EXERCISE REQUIREMENTS: Count the rows below that contain the string "purple", matching case exactly. Give only the number.

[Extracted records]
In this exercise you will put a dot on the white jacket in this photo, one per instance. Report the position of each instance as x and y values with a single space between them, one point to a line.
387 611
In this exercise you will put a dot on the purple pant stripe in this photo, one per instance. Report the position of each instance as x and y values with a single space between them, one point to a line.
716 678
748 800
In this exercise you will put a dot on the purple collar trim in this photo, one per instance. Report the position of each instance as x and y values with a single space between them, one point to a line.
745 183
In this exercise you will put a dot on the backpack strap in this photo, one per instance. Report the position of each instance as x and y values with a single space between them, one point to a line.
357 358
* * *
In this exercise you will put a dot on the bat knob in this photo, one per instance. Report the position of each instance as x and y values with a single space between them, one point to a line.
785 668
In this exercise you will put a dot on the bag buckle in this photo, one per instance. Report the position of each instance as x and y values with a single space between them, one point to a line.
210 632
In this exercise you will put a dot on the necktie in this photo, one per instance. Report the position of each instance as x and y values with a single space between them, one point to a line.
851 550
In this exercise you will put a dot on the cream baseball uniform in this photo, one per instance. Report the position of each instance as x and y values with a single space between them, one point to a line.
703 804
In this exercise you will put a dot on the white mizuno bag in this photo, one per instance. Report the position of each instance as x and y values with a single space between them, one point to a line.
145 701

RESPONSE TO THE TASK: 2